==== DATA SECTION
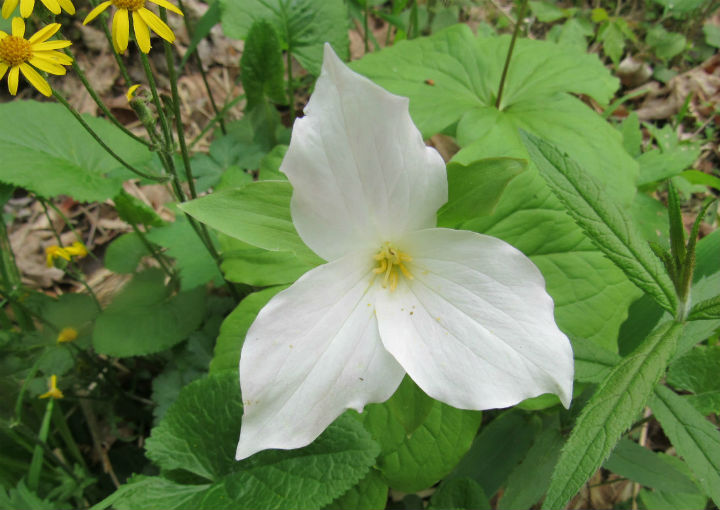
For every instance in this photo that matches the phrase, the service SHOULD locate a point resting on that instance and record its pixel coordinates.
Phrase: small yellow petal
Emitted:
(18, 25)
(142, 34)
(156, 24)
(67, 335)
(44, 33)
(96, 11)
(13, 77)
(168, 6)
(36, 80)
(131, 92)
========
PROBLEM
Rewrite every line of the material above, including the request text, but scale each pixel coordinate in the answers by 0.8 and round it to a whole number, with halves rounded up. Omit the pictures from your answer.

RESULT FOR THIS TASK
For every instance in this photo that matches the phrase, the service SHOULD locate a point resting on that instance and record its pixel coordinates.
Phrase: small yellow petal
Emitted:
(14, 20)
(114, 27)
(125, 19)
(54, 268)
(35, 26)
(77, 9)
(10, 62)
(134, 5)
(29, 64)
(105, 74)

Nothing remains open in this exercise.